STATED EXERCISE → Return every entry exactly as written.

EXERCISE MATERIALS →
○ ○ ○ ○

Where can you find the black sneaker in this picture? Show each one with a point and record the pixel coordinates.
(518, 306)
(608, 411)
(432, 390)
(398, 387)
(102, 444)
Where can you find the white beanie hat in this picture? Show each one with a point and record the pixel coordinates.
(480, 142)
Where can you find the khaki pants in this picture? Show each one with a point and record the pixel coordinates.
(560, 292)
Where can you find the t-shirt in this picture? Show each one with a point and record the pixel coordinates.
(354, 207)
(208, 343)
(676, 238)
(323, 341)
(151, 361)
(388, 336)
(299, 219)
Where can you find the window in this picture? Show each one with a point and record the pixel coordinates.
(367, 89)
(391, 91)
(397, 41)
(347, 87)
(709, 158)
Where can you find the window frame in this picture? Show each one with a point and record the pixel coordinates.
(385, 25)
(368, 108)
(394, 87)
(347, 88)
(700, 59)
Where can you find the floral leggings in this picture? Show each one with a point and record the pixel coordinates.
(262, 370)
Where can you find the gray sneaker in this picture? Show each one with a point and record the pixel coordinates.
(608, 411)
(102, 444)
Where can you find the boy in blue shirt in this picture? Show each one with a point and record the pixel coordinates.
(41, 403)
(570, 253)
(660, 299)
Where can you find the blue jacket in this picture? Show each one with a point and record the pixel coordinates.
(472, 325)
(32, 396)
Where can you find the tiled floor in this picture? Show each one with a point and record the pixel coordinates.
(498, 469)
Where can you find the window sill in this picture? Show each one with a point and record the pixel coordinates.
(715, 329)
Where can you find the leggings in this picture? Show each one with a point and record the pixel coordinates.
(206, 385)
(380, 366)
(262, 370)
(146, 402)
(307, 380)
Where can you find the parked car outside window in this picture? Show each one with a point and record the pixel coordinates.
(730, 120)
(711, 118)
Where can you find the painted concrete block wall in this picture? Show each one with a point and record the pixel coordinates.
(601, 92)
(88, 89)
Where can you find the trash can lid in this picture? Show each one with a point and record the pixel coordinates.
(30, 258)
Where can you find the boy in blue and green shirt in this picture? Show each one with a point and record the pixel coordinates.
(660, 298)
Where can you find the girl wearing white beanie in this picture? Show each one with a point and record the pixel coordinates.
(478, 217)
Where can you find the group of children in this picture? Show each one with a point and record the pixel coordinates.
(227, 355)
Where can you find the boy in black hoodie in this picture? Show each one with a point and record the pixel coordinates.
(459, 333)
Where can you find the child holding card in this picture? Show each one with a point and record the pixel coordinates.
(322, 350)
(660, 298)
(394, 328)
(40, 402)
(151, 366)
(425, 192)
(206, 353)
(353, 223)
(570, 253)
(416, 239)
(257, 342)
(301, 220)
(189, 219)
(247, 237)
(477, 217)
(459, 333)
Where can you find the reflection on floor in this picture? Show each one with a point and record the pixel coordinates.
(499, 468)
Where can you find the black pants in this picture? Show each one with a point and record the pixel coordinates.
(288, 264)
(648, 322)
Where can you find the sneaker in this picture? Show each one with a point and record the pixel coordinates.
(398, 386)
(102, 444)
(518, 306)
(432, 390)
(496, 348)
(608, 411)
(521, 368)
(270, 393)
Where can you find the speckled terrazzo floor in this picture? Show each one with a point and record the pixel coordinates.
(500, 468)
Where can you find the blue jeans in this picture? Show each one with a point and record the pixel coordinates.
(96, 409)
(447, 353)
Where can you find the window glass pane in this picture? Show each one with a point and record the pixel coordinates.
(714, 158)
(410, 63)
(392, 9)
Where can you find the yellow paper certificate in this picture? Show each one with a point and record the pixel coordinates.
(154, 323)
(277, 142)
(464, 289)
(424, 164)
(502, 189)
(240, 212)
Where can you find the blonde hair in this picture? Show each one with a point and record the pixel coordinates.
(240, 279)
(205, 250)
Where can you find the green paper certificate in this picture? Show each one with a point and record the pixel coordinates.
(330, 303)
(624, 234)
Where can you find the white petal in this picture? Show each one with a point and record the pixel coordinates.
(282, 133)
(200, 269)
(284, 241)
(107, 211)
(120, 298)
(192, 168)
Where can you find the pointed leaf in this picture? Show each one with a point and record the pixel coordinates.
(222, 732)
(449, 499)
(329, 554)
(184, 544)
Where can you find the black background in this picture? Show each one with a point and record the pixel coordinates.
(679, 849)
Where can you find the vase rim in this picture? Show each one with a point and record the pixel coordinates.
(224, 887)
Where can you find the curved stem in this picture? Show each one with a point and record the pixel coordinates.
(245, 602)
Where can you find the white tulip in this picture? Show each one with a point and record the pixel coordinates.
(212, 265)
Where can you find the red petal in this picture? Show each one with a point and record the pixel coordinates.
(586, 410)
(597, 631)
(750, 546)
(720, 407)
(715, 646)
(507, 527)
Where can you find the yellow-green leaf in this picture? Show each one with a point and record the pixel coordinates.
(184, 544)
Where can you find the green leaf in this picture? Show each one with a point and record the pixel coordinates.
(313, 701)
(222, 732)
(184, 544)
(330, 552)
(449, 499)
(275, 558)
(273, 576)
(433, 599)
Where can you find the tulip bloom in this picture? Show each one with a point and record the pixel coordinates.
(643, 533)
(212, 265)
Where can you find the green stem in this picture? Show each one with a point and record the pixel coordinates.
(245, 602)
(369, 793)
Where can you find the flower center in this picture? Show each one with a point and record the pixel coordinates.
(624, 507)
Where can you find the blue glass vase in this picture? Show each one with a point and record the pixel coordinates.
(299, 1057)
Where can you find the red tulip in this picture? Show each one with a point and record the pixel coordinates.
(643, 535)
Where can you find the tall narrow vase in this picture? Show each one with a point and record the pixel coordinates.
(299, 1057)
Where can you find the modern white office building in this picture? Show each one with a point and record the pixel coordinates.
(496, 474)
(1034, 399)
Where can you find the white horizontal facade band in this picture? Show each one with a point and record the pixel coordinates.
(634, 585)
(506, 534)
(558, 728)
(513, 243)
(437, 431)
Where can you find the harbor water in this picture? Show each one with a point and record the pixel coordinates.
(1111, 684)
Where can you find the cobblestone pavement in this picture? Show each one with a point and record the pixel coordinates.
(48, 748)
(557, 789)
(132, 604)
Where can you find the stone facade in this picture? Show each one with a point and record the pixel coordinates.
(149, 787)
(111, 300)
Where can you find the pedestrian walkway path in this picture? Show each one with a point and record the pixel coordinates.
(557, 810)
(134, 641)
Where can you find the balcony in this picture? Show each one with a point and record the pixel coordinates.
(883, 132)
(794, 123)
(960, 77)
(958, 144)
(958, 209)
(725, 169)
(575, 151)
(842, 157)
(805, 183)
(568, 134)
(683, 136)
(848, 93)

○ ○ ○ ○

ANSWER FOR THIS EXERCISE →
Where can you find the black sneaker in this picture? Show each one with a point and record the pixel coordinates.
(518, 306)
(608, 411)
(432, 390)
(398, 387)
(102, 444)
Where can you find the white beanie hat in this picture? Show each one with a point and record the pixel coordinates.
(480, 142)
Where can you find the khaki pants in this picture? Show each one with a point and record the pixel coordinates.
(560, 292)
Where can you find the t-shirt in this picture? Show each one with a point and record the pixel coordinates.
(354, 207)
(208, 343)
(676, 238)
(323, 341)
(151, 361)
(388, 336)
(299, 219)
Where can you find the window in this picture? Show each one with a point and record the pixel coordinates.
(367, 89)
(391, 91)
(397, 41)
(347, 87)
(709, 158)
Where can you find the window frame in this picture? Show each one with a point and record the pixel coordinates.
(385, 25)
(368, 108)
(394, 87)
(347, 88)
(700, 59)
Where can you find the floral leggings in this picture? Show each one with a point and record the pixel coordinates.
(262, 370)
Where can you find the gray sneaker in this picture? Show each one with a point and record the pixel coordinates.
(608, 411)
(102, 444)
Where can you find the boy in blue shirt in this picture? Show each one with a point and record the pixel coordinates.
(41, 403)
(570, 253)
(660, 299)
Where can you find the blue jacket in this picture? Show each one with a point and record the pixel coordinates.
(472, 325)
(32, 396)
Where can you find the tiled floor in this picture? Show each one with a point and record the pixel coordinates.
(498, 469)
Where can you find the window sill in this picture? Show each one with a point and record the pixel coordinates.
(715, 329)
Where can you find the leggings in this picture? Show each one with a point and record the pixel coordinates.
(206, 385)
(380, 366)
(262, 370)
(146, 402)
(307, 380)
Where can you find the parked car outside window in this picture? Show each one with a point and record the pixel coordinates.
(730, 120)
(711, 118)
Where can you find the painted concrete block wall in this picture? Show each one with a point and record the pixel coordinates.
(601, 92)
(88, 89)
Where can you find the trash can lid in this picture? Show each one with a point and record the pixel coordinates.
(30, 258)
Where can you find the boy in blue and green shirt in this picture? Show each one with a point and record the pixel coordinates.
(660, 298)
Where can you find the girl wearing white beanie in this picture? Show each one with a point and record the pixel coordinates.
(478, 217)
Where can you find the group of children in this picture? Show each one with a point and record the pixel coordinates.
(227, 355)
Where can you find the boy in black hoodie in this picture? Show each one with a point and record the pixel coordinates.
(459, 333)
Where can you find the child holding card in this picture? Show each one with a point and record the pixel coordinates.
(322, 350)
(660, 298)
(394, 328)
(40, 402)
(151, 366)
(425, 192)
(206, 353)
(353, 223)
(570, 253)
(416, 239)
(257, 342)
(301, 220)
(189, 219)
(247, 237)
(477, 217)
(459, 333)
Where can you find the reflection on floor in this picture? Show each one with a point and record the pixel coordinates.
(499, 468)
Where can you find the black pants in this picture? Show each one with a point and record the pixel coordinates.
(288, 264)
(648, 322)
Where can you find the sneaker in this picture? Show each one with a point and record the pixel coordinates.
(398, 386)
(102, 444)
(518, 306)
(432, 390)
(496, 348)
(608, 411)
(521, 368)
(270, 393)
Where can you find the speckled terrazzo floor in this picture? Show each one with a point and record the pixel coordinates.
(500, 468)
Where can you find the blue jeans in this picture? Show each one with a point and record the pixel coordinates.
(96, 409)
(447, 353)
Where can you find the window glass pane in this picture? Show each one with a point and record the pixel coordinates.
(714, 158)
(410, 63)
(392, 9)
Where can you find the yellow paper certificate in this picture? Show each one with a point and record the pixel coordinates.
(154, 323)
(277, 142)
(464, 289)
(424, 164)
(502, 189)
(240, 212)
Where can you find the blonde hair in this picture? Show each one with a point and record the pixel coordinates.
(240, 279)
(205, 250)
Where can you find the green paper certificate in this picture? Show each one with a point and record the pixel coordinates.
(330, 303)
(624, 234)
Where can you find the white petal in this picture? Show each one with a point and record the pixel coordinates.
(282, 133)
(200, 269)
(284, 241)
(107, 211)
(120, 298)
(192, 168)
Where can you find the pointed leaf in this picture? Show each one with a point and record the pixel coordinates.
(222, 732)
(449, 499)
(329, 554)
(184, 544)
Where can you find the black background in this picture? Show each one with a point and record the pixel coordinates.
(679, 849)
Where can you find the vase rim in this picture? Show each one with a point and record the pixel coordinates.
(224, 887)
Where can you find the curved stem in this picture? Show each one with a point and record the pixel coordinates.
(245, 602)
Where can you find the white tulip in this picture? Show each one with a point and record the pixel coordinates.
(212, 265)
Where can you find the red petal in this picture? Show each one with a point and record the pixel coordinates.
(586, 410)
(597, 631)
(750, 546)
(720, 407)
(715, 646)
(507, 527)
Where can you find the yellow-green leaf in this picture? Show each one with a point and record the pixel coordinates.
(184, 544)
Where can you find the green leaf in this picture? Show each one with a point and record the pixel coordinates.
(313, 701)
(222, 732)
(184, 544)
(330, 552)
(449, 499)
(275, 558)
(273, 576)
(433, 599)
Where can you find the tulip bloom in this picture? Show each one with a point and record the pixel coordinates.
(643, 533)
(212, 265)
Where can you find the green stem in this picture? Show each one with a point and record the pixel coordinates.
(245, 602)
(369, 793)
Where can you find the flower center in this picture? Show each one with a point and record the pixel coordinates.
(624, 507)
Where can you find the blue glass vase in this picture? Show each one with a point and record the pixel coordinates.
(299, 1057)
Where can you find the red tulip in this picture? Show each one with a point and record the pixel coordinates.
(643, 535)
Where can you find the tall narrow vase in this picture? Show each one with a point and record the pixel coordinates.
(299, 1057)
Where can you find the modern white office building in this picture? Show each one with a point and record the pixel coordinates.
(496, 474)
(1034, 399)
Where can you find the white horizontal facade band in this picture? Show each one with a point and record the pixel coordinates.
(634, 585)
(506, 534)
(558, 728)
(513, 243)
(437, 431)
Where can you find the harbor water in this picture? Show each one with a point and record the pixel coordinates.
(1111, 684)
Where can you find the cobblestone pavement in this picture? Show each one with a point and record the pixel coordinates.
(48, 748)
(557, 789)
(132, 604)
Where can you find the stone facade in this picture? Show each one with a point and record the pixel coordinates.
(149, 787)
(111, 300)
Where can you find the pedestrian walkway path in this picture? Show each one with a point and record the pixel coordinates.
(557, 810)
(134, 641)
Where can you find the balcony in this picture? Show each one with a point and record the pixel coordinates.
(883, 132)
(794, 123)
(960, 77)
(958, 144)
(958, 209)
(725, 169)
(575, 151)
(842, 157)
(805, 183)
(568, 134)
(683, 136)
(848, 93)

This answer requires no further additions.